> Quoted passage
▬▬▬▬▬▬▬▬▬▬

Isn’t there a withUnsafePointer function that takes the parameter without inout?

Yes, though:

  1. the actual copy still happens! (just hidden inside withUnsafePointer).
  2. it makes the code uglier than necessary. Even one extra layer is bad already, and imagine having a few source variables you are reading from:
withUnsafePointer(to: a) { ap in
    withUnsafePointer(to: b) { bp in
        withUnsafePointer(to: c) { cp in
            mergeBytes(to: &unpacked, from: ap, bp, cp)
        }
    }
}

You can make a set-only variable like this, right?

▬▬▬▬▬▬▬▬▬▬

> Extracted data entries

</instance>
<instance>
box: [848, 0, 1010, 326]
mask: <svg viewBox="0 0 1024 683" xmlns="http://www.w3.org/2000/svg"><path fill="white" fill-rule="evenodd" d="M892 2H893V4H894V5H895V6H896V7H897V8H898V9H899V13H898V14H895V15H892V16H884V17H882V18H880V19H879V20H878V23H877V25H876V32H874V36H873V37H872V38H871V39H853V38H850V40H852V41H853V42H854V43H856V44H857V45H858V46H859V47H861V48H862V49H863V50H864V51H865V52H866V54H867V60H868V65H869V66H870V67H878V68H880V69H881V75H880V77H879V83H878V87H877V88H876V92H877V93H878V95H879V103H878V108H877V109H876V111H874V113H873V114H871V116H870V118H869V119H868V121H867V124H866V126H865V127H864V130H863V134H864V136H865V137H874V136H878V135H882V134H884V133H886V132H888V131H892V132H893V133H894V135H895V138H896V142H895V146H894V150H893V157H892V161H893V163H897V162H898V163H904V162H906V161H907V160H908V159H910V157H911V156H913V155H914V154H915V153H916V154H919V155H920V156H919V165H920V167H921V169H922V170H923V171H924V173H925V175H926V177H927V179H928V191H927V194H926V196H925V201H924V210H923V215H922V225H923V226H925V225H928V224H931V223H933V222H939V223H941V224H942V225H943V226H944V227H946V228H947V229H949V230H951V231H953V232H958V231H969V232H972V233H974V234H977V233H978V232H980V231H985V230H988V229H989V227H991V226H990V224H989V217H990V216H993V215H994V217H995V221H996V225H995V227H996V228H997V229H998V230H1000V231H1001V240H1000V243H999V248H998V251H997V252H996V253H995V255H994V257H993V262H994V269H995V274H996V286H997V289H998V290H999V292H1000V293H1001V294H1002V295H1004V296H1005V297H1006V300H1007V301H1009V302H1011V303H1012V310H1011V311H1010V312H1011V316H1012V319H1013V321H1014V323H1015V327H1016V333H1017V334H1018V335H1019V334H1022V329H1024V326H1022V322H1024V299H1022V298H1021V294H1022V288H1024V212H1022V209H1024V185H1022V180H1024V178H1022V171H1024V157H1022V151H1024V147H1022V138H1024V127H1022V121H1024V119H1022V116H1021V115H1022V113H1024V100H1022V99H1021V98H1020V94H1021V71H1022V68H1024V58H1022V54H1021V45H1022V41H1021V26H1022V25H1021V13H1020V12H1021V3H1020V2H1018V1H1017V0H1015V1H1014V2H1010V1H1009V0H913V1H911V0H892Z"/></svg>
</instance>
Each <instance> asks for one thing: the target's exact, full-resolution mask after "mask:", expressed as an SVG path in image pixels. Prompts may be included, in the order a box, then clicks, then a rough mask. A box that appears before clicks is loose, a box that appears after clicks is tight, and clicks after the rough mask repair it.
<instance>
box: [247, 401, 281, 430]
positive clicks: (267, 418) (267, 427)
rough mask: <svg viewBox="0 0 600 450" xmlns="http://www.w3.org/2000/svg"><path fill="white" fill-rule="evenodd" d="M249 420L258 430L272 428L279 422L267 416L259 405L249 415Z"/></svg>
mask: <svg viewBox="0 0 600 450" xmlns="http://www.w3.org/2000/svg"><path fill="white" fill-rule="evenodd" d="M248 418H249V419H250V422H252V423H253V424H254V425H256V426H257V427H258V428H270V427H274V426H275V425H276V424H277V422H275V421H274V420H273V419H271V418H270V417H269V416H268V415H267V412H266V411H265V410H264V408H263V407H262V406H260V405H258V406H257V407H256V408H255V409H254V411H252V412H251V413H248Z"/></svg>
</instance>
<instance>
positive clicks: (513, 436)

▬▬▬▬▬▬▬▬▬▬

> Tasks to carry out
1. Answer these questions about the withUnsafePointer excerpt:
(a) Where does the excerpt say the copy is hidden?
(b) What function is called inside the innermost closure of the code?
(c) What kind of variable does the last line ask about making?
2. Copy the part of the withUnsafePointer excerpt between "2. it makes" and "ap, bp, cp)", inclusive.
The rows have nothing to do with this.

> Solutions to each task
1.
(a) Inside withUnsafePointer.
(b) mergeBytes.
(c) A set-only variable.

2.
2. it makes the code uglier than necessary. Even one extra layer is bad already, and imagine having a few source variables you are reading from:
withUnsafePointer(to: a) { ap in
    withUnsafePointer(to: b) { bp in
        withUnsafePointer(to: c) { cp in
            mergeBytes(to: &unpacked, from: ap, bp, cp)